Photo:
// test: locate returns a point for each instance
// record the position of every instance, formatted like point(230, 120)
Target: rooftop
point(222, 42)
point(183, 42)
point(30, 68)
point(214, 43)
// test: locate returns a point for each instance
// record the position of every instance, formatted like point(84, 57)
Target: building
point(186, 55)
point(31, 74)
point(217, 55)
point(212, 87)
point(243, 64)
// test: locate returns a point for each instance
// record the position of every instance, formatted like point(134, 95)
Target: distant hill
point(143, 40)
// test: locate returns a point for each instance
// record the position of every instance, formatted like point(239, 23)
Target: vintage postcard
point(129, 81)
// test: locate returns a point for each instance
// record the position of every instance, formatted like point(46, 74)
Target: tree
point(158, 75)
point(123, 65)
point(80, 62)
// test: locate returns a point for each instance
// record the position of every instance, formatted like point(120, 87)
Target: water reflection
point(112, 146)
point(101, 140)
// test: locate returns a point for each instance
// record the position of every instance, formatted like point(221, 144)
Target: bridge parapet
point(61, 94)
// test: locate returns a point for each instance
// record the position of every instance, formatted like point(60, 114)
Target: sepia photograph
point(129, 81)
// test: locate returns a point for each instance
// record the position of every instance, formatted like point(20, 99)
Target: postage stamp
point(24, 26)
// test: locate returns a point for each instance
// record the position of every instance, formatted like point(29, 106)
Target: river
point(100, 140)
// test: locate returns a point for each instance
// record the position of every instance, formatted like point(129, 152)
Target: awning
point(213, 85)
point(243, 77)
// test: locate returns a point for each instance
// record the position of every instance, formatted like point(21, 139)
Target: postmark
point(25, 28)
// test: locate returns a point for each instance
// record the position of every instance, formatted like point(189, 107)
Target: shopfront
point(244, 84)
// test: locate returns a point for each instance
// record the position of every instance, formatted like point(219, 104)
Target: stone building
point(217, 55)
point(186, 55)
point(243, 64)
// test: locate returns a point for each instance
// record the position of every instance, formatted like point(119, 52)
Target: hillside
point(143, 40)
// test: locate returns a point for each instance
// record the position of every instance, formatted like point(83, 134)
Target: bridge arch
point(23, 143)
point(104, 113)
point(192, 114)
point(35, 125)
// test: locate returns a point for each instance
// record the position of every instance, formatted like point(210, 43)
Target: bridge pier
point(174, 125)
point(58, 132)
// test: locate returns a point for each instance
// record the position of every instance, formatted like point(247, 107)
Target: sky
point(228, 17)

◇ ◇ ◇ ◇ ◇

§ Task brief
Reproduce, unchanged, the stretch from the start of the items through the line that contains "point(214, 43)", including both ends.

§ Response
Photo:
// test: locate returns a point for each instance
// record the position of every instance, formatted like point(230, 120)
Target: rooftop
point(222, 42)
point(183, 42)
point(30, 68)
point(214, 43)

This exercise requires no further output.